§ Required task: Count the lines in the material below that contain the string "head" and give only that number.
========
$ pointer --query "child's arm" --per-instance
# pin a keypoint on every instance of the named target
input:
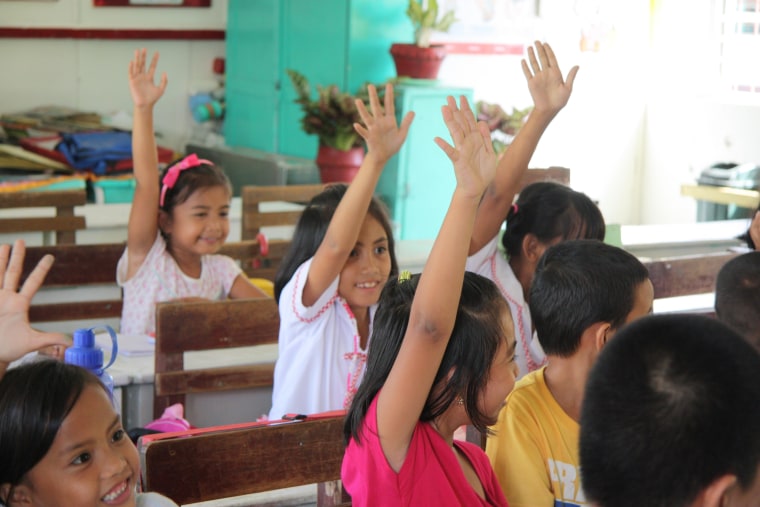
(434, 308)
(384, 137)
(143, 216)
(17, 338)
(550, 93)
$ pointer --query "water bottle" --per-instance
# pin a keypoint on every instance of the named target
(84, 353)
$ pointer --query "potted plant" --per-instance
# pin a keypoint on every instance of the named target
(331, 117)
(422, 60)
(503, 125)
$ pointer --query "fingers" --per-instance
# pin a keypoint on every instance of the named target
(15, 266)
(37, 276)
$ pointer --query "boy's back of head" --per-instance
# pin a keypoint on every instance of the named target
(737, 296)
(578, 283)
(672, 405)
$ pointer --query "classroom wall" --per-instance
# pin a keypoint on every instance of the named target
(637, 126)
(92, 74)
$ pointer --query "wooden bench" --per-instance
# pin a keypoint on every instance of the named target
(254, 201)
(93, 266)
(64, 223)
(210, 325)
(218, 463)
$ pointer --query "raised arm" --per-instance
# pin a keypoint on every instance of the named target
========
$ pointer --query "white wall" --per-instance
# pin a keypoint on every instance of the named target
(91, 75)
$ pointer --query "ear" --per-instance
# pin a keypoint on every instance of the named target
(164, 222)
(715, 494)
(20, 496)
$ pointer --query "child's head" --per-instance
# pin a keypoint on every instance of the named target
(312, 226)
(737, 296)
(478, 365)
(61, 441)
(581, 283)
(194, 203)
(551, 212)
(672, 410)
========
§ Task answer: 2